§ **WHAT IS EXPECTED**
The answer must consist of every line in the records that contains the word "street".

§ **DATA EXTRACTS**
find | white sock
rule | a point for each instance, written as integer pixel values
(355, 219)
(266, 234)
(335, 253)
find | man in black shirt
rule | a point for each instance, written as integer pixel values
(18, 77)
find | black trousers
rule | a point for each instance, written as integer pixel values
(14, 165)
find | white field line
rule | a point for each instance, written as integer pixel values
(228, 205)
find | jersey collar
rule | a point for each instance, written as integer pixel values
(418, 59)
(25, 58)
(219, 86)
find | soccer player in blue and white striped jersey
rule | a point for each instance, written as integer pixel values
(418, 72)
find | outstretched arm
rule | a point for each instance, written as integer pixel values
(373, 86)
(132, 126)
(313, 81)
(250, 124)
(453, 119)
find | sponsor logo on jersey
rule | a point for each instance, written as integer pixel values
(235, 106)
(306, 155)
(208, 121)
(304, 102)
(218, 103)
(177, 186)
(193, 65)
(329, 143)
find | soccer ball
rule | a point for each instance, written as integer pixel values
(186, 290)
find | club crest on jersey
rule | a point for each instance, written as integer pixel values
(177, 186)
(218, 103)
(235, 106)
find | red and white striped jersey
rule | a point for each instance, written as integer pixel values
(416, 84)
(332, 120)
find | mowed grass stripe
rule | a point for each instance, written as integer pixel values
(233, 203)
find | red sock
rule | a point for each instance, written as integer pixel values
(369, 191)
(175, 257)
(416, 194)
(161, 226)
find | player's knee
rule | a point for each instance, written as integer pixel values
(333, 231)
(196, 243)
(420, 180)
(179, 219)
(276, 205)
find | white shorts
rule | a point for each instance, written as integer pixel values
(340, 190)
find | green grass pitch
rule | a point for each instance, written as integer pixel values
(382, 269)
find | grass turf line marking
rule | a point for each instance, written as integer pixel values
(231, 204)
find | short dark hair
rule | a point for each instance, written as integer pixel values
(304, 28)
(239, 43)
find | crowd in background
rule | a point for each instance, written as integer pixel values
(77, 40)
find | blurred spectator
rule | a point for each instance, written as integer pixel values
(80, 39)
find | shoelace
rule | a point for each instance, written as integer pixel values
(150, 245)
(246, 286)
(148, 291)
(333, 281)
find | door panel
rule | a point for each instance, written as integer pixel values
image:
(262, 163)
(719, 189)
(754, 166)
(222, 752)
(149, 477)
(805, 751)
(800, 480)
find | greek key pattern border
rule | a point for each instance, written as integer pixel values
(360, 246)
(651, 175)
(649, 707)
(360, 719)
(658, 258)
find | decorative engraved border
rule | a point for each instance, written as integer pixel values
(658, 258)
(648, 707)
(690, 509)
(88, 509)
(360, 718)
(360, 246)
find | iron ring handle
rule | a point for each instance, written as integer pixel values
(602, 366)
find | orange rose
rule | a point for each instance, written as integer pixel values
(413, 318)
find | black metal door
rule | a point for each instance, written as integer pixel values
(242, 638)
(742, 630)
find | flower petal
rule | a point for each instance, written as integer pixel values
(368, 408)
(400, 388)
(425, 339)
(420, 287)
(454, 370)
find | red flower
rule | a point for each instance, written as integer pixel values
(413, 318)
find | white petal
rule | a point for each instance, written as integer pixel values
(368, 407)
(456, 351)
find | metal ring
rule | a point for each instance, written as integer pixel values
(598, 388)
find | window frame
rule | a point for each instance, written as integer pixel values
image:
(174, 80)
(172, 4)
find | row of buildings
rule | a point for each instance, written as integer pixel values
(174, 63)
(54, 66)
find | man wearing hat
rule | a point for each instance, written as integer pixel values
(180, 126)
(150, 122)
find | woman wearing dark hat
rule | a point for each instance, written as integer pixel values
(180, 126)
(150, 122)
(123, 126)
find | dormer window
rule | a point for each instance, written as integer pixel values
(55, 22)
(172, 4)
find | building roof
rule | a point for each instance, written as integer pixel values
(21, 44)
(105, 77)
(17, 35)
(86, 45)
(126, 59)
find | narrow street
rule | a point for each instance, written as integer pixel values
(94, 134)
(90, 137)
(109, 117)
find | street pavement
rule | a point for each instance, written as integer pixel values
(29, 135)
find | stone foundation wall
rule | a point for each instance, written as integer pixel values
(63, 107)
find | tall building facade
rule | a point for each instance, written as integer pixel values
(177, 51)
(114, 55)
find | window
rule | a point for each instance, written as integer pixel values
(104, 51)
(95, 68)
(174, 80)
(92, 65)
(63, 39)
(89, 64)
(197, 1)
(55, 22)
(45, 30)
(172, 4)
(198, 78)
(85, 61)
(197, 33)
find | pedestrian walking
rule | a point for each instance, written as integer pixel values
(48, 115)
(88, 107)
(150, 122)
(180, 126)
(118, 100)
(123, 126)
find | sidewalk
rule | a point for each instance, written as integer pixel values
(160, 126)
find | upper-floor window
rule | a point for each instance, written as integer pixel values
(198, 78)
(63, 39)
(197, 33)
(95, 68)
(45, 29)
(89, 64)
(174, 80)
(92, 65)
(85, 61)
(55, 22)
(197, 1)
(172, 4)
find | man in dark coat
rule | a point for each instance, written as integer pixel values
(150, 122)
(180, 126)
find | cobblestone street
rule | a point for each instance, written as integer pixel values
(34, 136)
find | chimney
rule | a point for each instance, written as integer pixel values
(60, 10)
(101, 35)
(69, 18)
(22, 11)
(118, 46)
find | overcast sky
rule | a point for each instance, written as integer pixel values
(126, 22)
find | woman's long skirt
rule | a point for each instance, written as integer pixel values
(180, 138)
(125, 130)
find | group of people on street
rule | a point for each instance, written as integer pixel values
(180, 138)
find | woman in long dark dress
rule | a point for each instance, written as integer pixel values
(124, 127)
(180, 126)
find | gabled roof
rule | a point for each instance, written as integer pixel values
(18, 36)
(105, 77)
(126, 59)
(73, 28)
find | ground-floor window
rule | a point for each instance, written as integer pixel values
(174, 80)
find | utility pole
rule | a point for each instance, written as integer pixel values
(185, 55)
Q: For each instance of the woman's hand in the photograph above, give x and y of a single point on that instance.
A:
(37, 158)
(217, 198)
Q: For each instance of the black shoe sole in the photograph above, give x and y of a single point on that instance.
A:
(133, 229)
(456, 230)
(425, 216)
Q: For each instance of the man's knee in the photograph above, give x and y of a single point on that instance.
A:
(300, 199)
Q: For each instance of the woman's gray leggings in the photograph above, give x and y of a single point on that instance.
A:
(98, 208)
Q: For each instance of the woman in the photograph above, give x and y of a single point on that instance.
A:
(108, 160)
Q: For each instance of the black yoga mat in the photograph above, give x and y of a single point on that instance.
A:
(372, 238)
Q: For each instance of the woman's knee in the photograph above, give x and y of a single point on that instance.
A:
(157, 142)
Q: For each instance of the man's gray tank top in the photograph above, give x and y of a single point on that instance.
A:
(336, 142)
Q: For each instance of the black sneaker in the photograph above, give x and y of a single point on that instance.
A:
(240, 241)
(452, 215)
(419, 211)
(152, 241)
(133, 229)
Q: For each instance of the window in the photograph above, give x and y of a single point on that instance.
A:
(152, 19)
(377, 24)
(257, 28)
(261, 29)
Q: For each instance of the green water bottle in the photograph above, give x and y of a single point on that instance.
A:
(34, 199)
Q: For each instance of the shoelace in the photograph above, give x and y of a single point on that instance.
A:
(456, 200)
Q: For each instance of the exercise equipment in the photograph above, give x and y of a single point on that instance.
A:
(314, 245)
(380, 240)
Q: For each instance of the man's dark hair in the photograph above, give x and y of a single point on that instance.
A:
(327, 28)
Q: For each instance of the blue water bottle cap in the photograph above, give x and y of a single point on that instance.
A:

§ **RESULT BELOW**
find | narrow street
find | street pavement
find | cobblestone street
find | group of people on street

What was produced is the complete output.